======== DATASET ========

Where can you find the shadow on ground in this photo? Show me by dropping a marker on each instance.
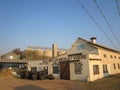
(28, 87)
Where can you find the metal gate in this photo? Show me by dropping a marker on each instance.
(64, 70)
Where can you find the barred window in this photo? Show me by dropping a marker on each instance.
(105, 70)
(95, 69)
(78, 67)
(114, 66)
(55, 69)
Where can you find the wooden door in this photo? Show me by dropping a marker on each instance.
(64, 70)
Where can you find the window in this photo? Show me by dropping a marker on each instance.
(78, 67)
(104, 55)
(105, 70)
(119, 57)
(118, 66)
(114, 66)
(95, 69)
(111, 56)
(55, 69)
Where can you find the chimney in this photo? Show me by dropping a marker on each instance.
(93, 39)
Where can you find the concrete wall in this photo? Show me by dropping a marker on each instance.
(40, 66)
(85, 71)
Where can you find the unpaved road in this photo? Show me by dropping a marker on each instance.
(12, 83)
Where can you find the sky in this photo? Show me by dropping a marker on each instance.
(26, 23)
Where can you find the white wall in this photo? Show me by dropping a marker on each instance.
(93, 77)
(85, 71)
(37, 64)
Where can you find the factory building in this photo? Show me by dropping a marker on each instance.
(88, 61)
(47, 51)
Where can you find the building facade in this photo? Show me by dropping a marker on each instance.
(88, 61)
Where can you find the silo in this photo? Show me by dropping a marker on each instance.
(48, 53)
(61, 52)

========

WHAT TO WORK ON ->
Although the records above include pictures, the copy must contain only their exact text.

FINAL ANSWER ->
Where can you find the shadow on ground in this photo? Show me by dropping a marker on each instance.
(28, 87)
Where can you find the metal gate in this photo? Show me by dropping a marker on each instance.
(64, 70)
Where can you find the barred window in this photo? Show me by dropping a marker on each instance.
(105, 70)
(95, 69)
(78, 67)
(114, 66)
(55, 69)
Where can you find the wooden door in this photo? Show me by dropping a marker on each instance.
(64, 70)
Where can you find the window in this photo? Show me by dropping a marker on each instance.
(78, 67)
(104, 55)
(105, 70)
(119, 57)
(118, 66)
(114, 66)
(95, 69)
(111, 56)
(55, 69)
Where can you find the chimney in this photo? Show me by dropping a marker on each instance.
(93, 39)
Where can you find the concrete wall in this photo? Show me by dropping a marker on each instance.
(40, 66)
(85, 71)
Where can you find the unpaved road in this photo? Show me by dropping a marker on each instance.
(12, 83)
Where can you find the sky in this photo? Show me by dropping a marker on each instance.
(26, 23)
Where can you find the white wall in this photo? Show me by dropping a marker on each instance.
(93, 77)
(85, 71)
(37, 64)
Where can you find the factory building in this photo? Show me by dropping a marker on each instance.
(88, 61)
(47, 51)
Where can you find the building facade in this photo? Show me by dropping a marker on each instance.
(88, 61)
Where can you find the silo in this photo? Show me by dropping a marker on each instance.
(48, 53)
(61, 52)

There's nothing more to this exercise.